(Data extract)
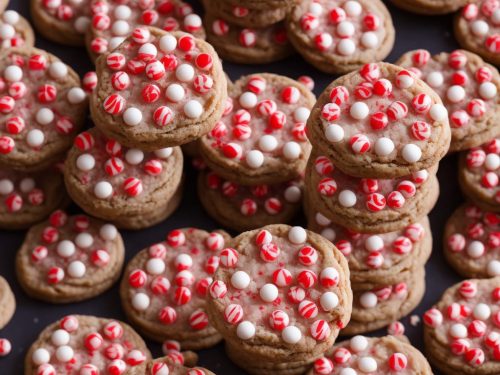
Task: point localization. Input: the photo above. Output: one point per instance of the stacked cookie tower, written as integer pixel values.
(256, 153)
(378, 135)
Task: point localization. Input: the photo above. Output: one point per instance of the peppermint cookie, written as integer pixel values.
(82, 344)
(112, 23)
(27, 199)
(367, 204)
(478, 174)
(261, 137)
(373, 355)
(131, 188)
(242, 208)
(380, 122)
(42, 106)
(247, 45)
(461, 330)
(472, 242)
(468, 87)
(338, 36)
(7, 303)
(377, 306)
(164, 287)
(279, 298)
(69, 258)
(62, 21)
(158, 89)
(477, 28)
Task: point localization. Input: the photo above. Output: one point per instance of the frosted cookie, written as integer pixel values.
(338, 36)
(461, 330)
(242, 208)
(261, 137)
(468, 87)
(69, 258)
(164, 287)
(367, 204)
(478, 174)
(158, 89)
(279, 298)
(112, 23)
(380, 122)
(63, 21)
(42, 107)
(83, 344)
(131, 188)
(477, 28)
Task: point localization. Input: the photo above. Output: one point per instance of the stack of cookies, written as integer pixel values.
(378, 135)
(256, 153)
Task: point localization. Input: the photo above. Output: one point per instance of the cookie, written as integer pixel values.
(478, 174)
(380, 122)
(242, 208)
(69, 258)
(374, 355)
(367, 204)
(338, 36)
(461, 330)
(131, 188)
(261, 137)
(472, 242)
(82, 344)
(15, 31)
(164, 287)
(430, 7)
(158, 89)
(379, 305)
(374, 257)
(468, 87)
(476, 29)
(42, 106)
(62, 21)
(247, 45)
(29, 198)
(7, 304)
(112, 23)
(279, 298)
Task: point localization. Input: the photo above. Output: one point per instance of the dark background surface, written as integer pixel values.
(412, 31)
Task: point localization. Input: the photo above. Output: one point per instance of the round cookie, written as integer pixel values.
(242, 208)
(247, 45)
(7, 303)
(111, 24)
(279, 298)
(430, 7)
(377, 306)
(477, 28)
(42, 106)
(374, 355)
(472, 242)
(164, 287)
(131, 188)
(461, 330)
(468, 87)
(366, 204)
(29, 198)
(338, 36)
(261, 137)
(62, 21)
(380, 122)
(158, 89)
(478, 174)
(82, 344)
(69, 258)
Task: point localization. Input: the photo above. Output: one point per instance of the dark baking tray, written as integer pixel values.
(412, 32)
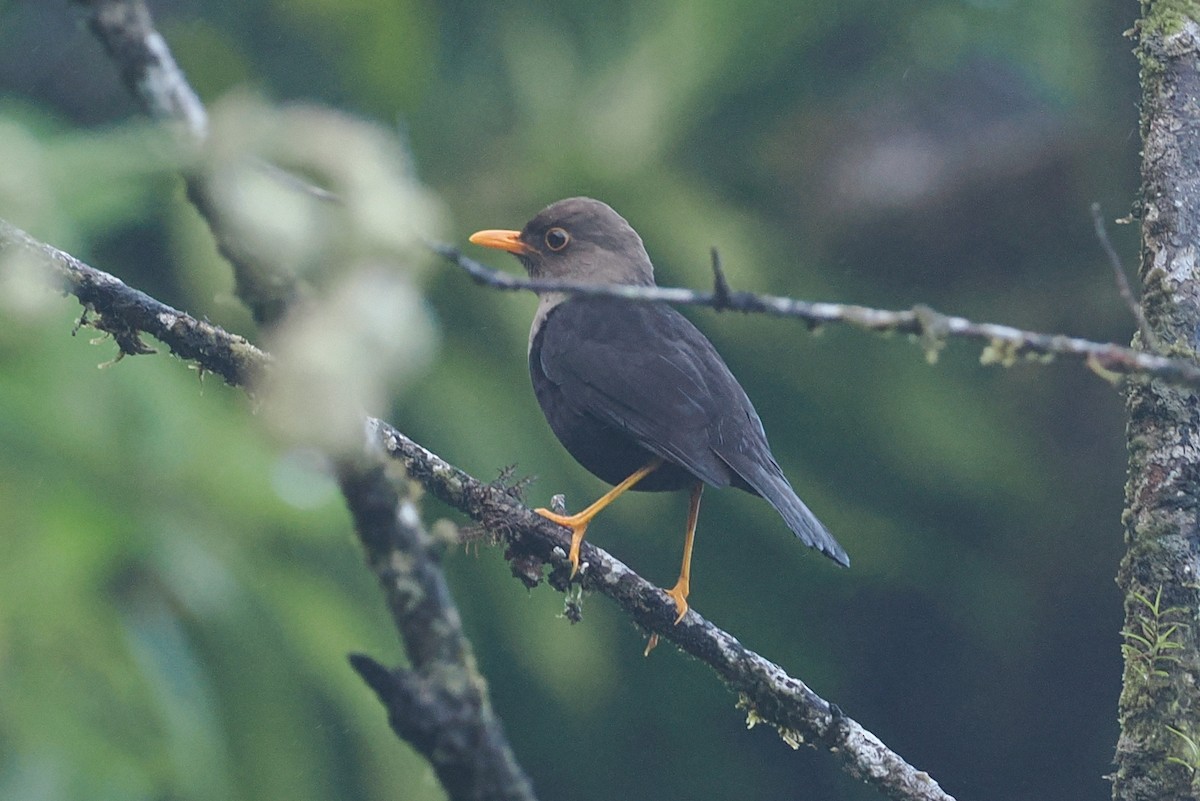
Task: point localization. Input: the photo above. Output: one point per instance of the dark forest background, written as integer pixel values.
(179, 591)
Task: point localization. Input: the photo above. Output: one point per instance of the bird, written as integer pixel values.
(634, 391)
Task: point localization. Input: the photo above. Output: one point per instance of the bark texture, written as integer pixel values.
(1158, 753)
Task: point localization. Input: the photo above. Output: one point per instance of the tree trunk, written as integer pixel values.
(1158, 753)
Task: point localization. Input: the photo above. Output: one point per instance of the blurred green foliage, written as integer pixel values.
(178, 591)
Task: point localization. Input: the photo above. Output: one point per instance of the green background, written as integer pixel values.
(178, 591)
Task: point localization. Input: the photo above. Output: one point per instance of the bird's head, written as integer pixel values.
(577, 239)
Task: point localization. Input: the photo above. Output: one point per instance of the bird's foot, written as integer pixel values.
(579, 527)
(679, 595)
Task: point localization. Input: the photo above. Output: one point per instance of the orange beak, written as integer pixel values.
(502, 240)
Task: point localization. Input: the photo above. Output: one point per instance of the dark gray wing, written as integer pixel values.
(647, 371)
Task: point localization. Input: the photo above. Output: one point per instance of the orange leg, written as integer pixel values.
(679, 591)
(579, 523)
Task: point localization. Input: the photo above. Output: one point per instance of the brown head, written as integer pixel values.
(577, 239)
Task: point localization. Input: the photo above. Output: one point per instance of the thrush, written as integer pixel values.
(634, 391)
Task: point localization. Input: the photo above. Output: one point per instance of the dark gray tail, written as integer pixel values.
(768, 481)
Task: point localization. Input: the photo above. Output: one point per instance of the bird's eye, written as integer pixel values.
(557, 239)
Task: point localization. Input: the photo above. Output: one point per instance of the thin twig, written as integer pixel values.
(126, 313)
(441, 703)
(1005, 344)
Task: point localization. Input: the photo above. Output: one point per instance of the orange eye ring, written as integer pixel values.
(557, 239)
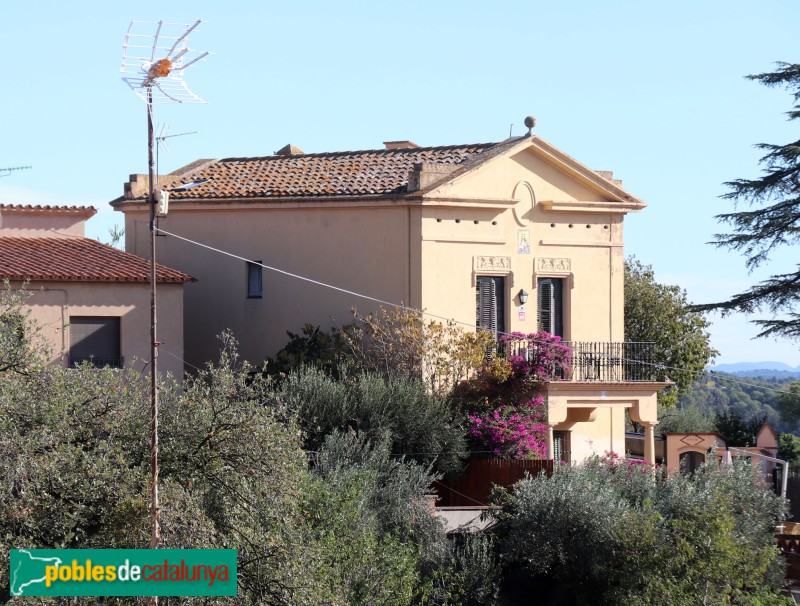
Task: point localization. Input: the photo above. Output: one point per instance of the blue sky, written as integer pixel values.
(653, 91)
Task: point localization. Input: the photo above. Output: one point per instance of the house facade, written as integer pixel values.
(90, 301)
(513, 236)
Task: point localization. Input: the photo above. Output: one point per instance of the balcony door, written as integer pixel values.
(550, 305)
(490, 310)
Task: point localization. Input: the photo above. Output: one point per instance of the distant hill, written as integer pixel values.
(752, 367)
(744, 395)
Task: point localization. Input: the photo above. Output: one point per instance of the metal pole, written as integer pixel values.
(155, 510)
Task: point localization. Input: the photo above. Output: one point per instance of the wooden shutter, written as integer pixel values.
(490, 304)
(550, 306)
(255, 285)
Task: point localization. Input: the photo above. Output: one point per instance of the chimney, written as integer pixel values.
(400, 145)
(289, 150)
(426, 174)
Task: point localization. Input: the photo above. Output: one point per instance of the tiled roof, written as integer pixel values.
(76, 259)
(82, 210)
(354, 173)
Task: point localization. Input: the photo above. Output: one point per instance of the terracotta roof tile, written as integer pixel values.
(76, 259)
(83, 210)
(354, 173)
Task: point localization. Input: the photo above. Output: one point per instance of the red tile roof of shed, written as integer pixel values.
(76, 259)
(85, 210)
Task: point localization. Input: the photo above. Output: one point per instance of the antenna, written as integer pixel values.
(4, 172)
(155, 56)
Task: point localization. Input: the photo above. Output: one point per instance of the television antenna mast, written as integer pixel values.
(4, 172)
(155, 55)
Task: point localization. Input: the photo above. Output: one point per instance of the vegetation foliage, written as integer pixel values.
(606, 533)
(660, 314)
(771, 221)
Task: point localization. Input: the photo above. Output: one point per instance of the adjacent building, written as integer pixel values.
(90, 301)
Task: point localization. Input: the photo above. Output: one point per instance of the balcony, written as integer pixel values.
(597, 361)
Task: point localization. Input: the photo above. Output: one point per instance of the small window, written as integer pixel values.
(255, 288)
(96, 340)
(12, 329)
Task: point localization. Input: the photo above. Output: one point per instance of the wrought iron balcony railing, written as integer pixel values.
(600, 361)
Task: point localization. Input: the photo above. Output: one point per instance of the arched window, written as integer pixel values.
(691, 461)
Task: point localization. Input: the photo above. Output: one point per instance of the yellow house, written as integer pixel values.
(509, 236)
(90, 301)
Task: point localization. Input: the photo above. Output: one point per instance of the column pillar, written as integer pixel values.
(550, 442)
(649, 443)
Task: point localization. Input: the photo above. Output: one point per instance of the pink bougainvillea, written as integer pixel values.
(512, 431)
(504, 400)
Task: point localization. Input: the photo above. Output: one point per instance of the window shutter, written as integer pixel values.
(550, 304)
(545, 305)
(490, 304)
(94, 338)
(255, 285)
(558, 315)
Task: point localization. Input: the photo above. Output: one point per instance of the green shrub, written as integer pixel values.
(419, 425)
(608, 532)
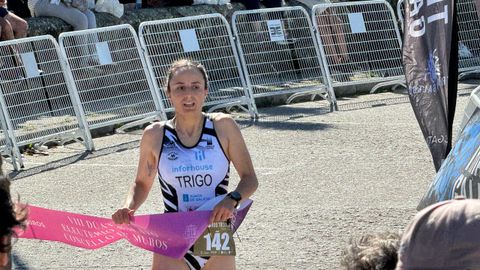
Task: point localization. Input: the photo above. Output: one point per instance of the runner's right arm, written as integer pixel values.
(146, 172)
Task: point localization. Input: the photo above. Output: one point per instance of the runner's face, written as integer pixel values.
(187, 90)
(4, 256)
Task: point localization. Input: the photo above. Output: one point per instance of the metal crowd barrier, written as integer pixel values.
(468, 35)
(279, 53)
(110, 75)
(207, 39)
(473, 105)
(361, 43)
(37, 100)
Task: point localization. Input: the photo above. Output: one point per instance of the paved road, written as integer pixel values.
(323, 178)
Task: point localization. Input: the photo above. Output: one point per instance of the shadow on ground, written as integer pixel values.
(74, 159)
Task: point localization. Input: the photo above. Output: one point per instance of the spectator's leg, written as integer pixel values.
(19, 25)
(92, 21)
(249, 4)
(72, 16)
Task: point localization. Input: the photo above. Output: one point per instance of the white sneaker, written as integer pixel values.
(463, 51)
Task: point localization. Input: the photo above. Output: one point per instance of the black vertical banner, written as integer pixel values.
(430, 57)
(477, 4)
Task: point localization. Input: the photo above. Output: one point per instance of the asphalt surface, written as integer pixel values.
(324, 177)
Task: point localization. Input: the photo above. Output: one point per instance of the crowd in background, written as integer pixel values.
(79, 15)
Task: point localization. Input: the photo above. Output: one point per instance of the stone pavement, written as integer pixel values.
(324, 177)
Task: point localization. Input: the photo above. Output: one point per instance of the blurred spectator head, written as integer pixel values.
(445, 235)
(9, 219)
(372, 251)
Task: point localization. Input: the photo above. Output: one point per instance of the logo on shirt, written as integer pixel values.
(200, 155)
(172, 156)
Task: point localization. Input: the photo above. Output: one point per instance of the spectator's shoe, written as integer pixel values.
(211, 2)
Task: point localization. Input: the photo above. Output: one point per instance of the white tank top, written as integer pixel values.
(190, 176)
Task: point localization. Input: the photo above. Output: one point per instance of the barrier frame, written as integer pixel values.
(247, 99)
(132, 120)
(82, 131)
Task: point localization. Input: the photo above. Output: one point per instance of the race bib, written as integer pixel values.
(217, 240)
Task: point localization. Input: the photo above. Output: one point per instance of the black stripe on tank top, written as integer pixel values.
(173, 199)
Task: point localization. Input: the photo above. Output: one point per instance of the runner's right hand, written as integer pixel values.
(123, 216)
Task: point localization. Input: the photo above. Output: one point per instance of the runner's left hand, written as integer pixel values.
(223, 210)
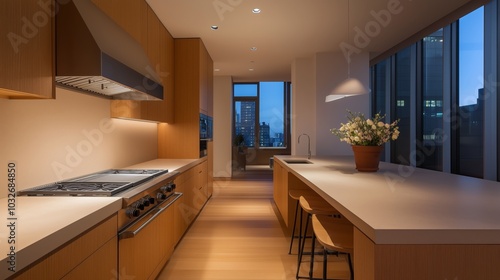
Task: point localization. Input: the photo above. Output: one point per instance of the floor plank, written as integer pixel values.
(238, 236)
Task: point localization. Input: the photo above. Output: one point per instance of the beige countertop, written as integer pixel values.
(406, 205)
(44, 223)
(179, 165)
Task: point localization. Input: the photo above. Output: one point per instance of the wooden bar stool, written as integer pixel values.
(334, 235)
(312, 205)
(295, 195)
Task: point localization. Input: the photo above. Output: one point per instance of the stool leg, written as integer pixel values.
(325, 260)
(301, 244)
(311, 266)
(294, 225)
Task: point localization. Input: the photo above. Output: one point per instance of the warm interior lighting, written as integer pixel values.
(351, 86)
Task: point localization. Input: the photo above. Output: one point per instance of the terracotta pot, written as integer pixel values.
(367, 157)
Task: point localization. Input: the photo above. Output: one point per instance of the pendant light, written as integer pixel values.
(351, 86)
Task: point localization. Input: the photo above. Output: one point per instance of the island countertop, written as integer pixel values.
(405, 205)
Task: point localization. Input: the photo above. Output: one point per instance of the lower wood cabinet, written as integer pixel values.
(144, 255)
(193, 183)
(91, 255)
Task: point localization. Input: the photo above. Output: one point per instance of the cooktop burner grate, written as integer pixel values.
(105, 183)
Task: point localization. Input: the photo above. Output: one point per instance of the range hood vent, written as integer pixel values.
(97, 56)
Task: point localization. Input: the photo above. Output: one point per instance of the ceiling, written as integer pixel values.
(290, 29)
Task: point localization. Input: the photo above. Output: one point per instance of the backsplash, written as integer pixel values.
(70, 136)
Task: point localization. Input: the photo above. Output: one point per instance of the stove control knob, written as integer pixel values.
(166, 188)
(132, 212)
(151, 199)
(140, 205)
(161, 196)
(147, 201)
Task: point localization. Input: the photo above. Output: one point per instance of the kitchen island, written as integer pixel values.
(410, 223)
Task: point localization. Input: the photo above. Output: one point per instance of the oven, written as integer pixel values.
(145, 221)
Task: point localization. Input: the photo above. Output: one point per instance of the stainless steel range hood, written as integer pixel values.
(95, 55)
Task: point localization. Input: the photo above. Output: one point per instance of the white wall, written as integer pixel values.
(223, 97)
(303, 119)
(70, 136)
(327, 70)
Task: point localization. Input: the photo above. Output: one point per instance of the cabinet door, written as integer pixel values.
(131, 15)
(145, 254)
(101, 264)
(280, 176)
(27, 60)
(210, 168)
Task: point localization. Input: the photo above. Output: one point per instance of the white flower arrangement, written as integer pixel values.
(366, 132)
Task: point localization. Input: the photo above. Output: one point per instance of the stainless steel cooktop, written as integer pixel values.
(104, 183)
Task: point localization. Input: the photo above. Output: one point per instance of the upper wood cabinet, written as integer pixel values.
(192, 87)
(27, 58)
(140, 21)
(131, 15)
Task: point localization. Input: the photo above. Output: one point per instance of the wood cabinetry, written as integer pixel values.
(140, 21)
(92, 255)
(145, 254)
(280, 190)
(192, 81)
(193, 184)
(210, 168)
(27, 58)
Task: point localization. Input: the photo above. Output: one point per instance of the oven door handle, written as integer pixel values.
(126, 233)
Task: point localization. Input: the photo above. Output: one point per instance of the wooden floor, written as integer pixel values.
(238, 236)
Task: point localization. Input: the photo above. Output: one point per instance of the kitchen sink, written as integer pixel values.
(297, 161)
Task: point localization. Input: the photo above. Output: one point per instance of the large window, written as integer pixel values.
(430, 146)
(471, 94)
(260, 113)
(401, 148)
(436, 88)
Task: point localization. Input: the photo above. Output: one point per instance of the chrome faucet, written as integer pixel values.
(308, 145)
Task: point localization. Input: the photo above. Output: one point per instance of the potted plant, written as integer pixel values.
(366, 137)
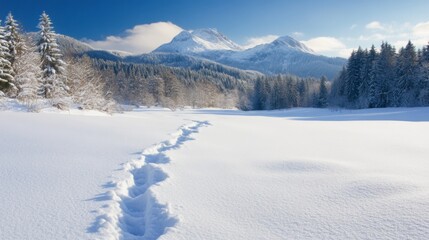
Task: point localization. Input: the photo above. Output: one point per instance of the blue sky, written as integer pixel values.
(330, 27)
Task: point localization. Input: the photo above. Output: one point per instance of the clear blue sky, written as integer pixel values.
(239, 19)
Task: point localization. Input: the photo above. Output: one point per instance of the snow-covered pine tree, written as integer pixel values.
(372, 84)
(53, 67)
(14, 39)
(406, 75)
(260, 95)
(6, 71)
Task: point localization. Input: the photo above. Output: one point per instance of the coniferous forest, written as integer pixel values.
(36, 66)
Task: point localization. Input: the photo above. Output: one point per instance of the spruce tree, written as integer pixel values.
(14, 39)
(385, 74)
(372, 83)
(52, 65)
(406, 75)
(322, 101)
(6, 70)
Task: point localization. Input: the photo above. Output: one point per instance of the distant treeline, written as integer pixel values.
(378, 79)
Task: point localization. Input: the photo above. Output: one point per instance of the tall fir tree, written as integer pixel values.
(14, 39)
(406, 76)
(354, 72)
(6, 70)
(372, 83)
(385, 75)
(322, 101)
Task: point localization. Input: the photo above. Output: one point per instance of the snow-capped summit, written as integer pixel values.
(199, 40)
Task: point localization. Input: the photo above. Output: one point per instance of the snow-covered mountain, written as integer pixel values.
(199, 40)
(284, 55)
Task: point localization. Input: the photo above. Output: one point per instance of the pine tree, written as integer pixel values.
(28, 75)
(260, 99)
(422, 87)
(51, 63)
(6, 70)
(353, 80)
(372, 83)
(406, 75)
(385, 75)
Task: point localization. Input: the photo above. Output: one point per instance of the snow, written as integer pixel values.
(215, 174)
(199, 40)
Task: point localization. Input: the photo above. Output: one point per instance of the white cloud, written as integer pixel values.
(328, 46)
(140, 39)
(375, 25)
(252, 42)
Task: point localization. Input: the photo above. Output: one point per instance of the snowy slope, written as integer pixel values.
(221, 174)
(283, 55)
(199, 40)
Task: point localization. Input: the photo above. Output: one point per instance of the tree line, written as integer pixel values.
(384, 78)
(277, 92)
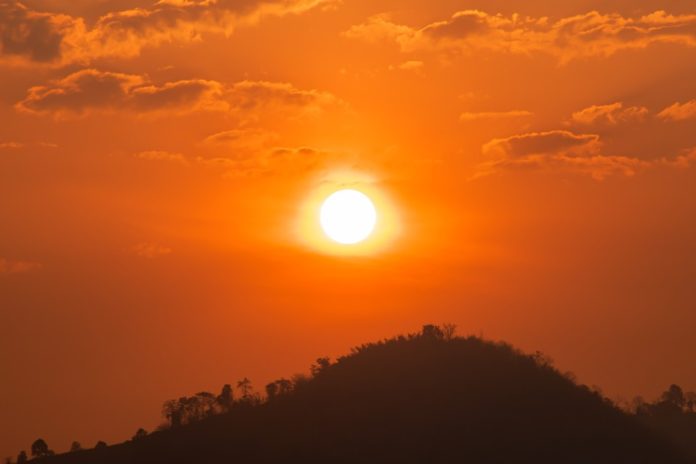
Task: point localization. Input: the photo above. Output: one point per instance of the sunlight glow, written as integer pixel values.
(348, 216)
(348, 213)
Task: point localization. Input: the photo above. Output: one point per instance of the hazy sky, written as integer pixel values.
(533, 163)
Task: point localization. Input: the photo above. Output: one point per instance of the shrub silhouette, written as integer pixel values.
(39, 449)
(672, 416)
(422, 398)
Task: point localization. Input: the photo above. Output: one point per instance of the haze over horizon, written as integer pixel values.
(532, 165)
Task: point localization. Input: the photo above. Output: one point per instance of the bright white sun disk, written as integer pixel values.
(348, 216)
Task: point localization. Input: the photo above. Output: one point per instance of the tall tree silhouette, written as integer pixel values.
(226, 398)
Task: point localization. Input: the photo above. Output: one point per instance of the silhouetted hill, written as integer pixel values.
(425, 398)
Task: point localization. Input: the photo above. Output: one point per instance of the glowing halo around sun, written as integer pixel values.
(348, 216)
(347, 213)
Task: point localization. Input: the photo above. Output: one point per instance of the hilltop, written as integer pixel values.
(423, 398)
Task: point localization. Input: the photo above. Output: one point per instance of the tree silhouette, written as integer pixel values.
(433, 332)
(449, 331)
(319, 365)
(271, 390)
(39, 449)
(172, 411)
(246, 389)
(674, 396)
(226, 398)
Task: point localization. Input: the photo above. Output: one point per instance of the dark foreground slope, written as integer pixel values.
(418, 399)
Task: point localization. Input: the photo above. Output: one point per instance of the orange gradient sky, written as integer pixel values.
(533, 164)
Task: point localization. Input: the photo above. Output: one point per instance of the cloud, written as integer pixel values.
(17, 267)
(11, 145)
(679, 111)
(411, 65)
(251, 96)
(612, 114)
(37, 37)
(467, 116)
(242, 139)
(565, 151)
(92, 90)
(557, 150)
(150, 250)
(267, 162)
(543, 143)
(34, 36)
(161, 155)
(585, 35)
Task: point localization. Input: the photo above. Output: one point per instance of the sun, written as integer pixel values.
(348, 216)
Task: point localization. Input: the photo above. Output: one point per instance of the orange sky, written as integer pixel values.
(538, 157)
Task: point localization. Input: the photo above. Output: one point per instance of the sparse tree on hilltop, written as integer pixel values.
(226, 398)
(320, 365)
(39, 449)
(245, 388)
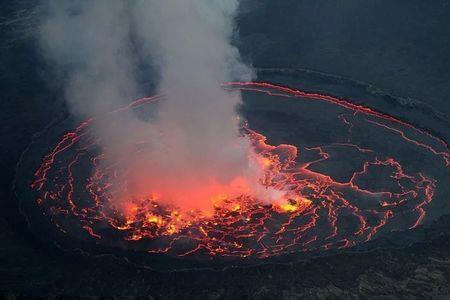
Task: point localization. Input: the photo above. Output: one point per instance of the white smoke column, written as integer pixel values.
(201, 152)
(195, 151)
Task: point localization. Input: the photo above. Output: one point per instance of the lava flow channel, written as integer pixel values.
(322, 212)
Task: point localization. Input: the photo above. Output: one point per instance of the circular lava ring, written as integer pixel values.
(349, 167)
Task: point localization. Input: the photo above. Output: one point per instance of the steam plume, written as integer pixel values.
(196, 153)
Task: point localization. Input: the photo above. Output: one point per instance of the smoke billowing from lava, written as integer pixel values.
(191, 154)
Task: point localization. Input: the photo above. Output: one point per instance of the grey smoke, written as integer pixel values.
(195, 137)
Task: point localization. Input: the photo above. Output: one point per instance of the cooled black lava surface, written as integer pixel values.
(400, 265)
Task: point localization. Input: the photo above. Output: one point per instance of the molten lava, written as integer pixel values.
(310, 209)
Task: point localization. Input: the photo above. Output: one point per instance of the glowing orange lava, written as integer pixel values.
(314, 211)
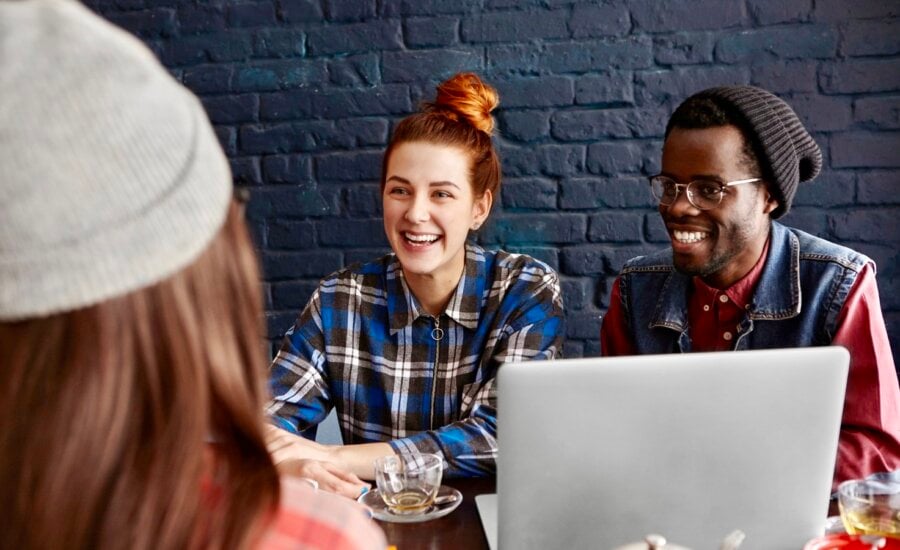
(End Data extract)
Prompt » Print exactly the lines from the line with "plume, written as integer pixel values." through the end of the data, both ends included, and print no pictures.

Result of this task »
Task: point localization. Input: the photo above. Output: one point per instance of the steam plume, written as integer pixel values.
(196, 153)
Task: point localization. Input: the photo above. Output: one point per instance of the smoke billowing from lava, written as integer pixel values.
(191, 154)
Task: point localization. Input: the photo above. Output: one point per instance of the grey smoke, written as integer pixel values.
(195, 137)
Task: point localization. Input: the photo above. Output: one point per instance of the cooled black lava surface, written as integer pixel values.
(400, 265)
Task: point localization. Input: the photo above. Output: one point per instance of the molten lava, written as integer pixel values.
(310, 209)
Task: point localization. Input: the photo above. Output: one point per instance of the glowing orange lava, written as integer pixel values.
(314, 211)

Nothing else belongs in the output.